24 hours in Sarajevo, Bosnia & Herzegovenia

What a little gem. Arriving anywhere to a beautiful sunny day always helps and Sarajevo was no different.

The Airport was pretty small and easy to get in and out of but the best part was the scenery, green mountains surrounded the airport with terra-cotta coloured roofs dotting the landscape.

My research had shown that public transport wasn’t great from the airport and that taxi drivers might try overcharge you. However, there was a bus that went from the airport to the city Centre for just 5KM and although infrequent, the next one left an hour after my arrival so I waited and basked in the sun until it arrived.

The bus driver was friendly and helpful too which is always a good sign I think. The scenery started off similar to that at the airport but as we got closer to the the town I noticed a lot of older buildings, many of which had old bullet holes in them. Most of the holes weren’t covered and the buildings still being used. A stark reminder of the war torn history of the area.

Regardless the city had a nice charm to it and as we got closer tot he old town area I was getting more and more excited about exploring this picturesque area.

Most of the things I’d ear marked to check out on my little trip were near the old town area so I started by walking down by the river and multiple bridges to the Latin Bridge, the famous location of the assignation of Franz Ferdinand and his wife which led to the start of the First World War. There was a little museum beside the bridge too so I checked that out while I was there.

I had read a story about a man who wouldn’t give up his house that was in the way when they were building city hall but he eventually agreed if they gave him a bag of gold and agreed to move his house brick by brick from one side of the river to the other. They did, and the house is still there today with a little restaurant for good measure. I wanted to try the local dish of Cavapi so I l thought the ‘house of spite’, as it was known was as good as any.

As I sat there, a storm rolled in out of nowhere. Lightning and thunder followed each other in close succession and then the heavy rain poured down. It was a bit of a change from this morning and I was in a T-shirt and so I no intention of of leaving my sheltered terrace restaurant seat until it passed. I got a local Bosnian coffee to pass the time. It came with a nice piece of Turkish delight (lokum) but the coffee was too heavy for me.

> _Short exercise 1_
Reproduce the portion of the Sarajevo travel account that begins with "Regardless the city" and ends with "I was there.".
> _Short exercise 2_
In the entries below, substitute "purple cabbage leaf" for "green cabbage leaf" and keep every other word the same.
The entries after this point have no connection to the Sarajevo travel account.

> _Task input_

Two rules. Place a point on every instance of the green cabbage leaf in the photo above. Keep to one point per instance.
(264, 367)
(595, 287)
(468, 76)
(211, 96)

> _Full solution 1_
Regardless the city had a nice charm to it and as we got closer tot he old town area I was getting more and more excited about exploring this picturesque area.

Most of the things I’d ear marked to check out on my little trip were near the old town area so I started by walking down by the river and multiple bridges to the Latin Bridge, the famous location of the assignation of Franz Ferdinand and his wife which led to the start of the First World War. There was a little museum beside the bridge too so I checked that out while I was there.

> _Full solution 2_
Two rules. Place a point on every instance of the purple cabbage leaf in the photo above. Keep to one point per instance.
(264, 367)
(595, 287)
(468, 76)
(211, 96)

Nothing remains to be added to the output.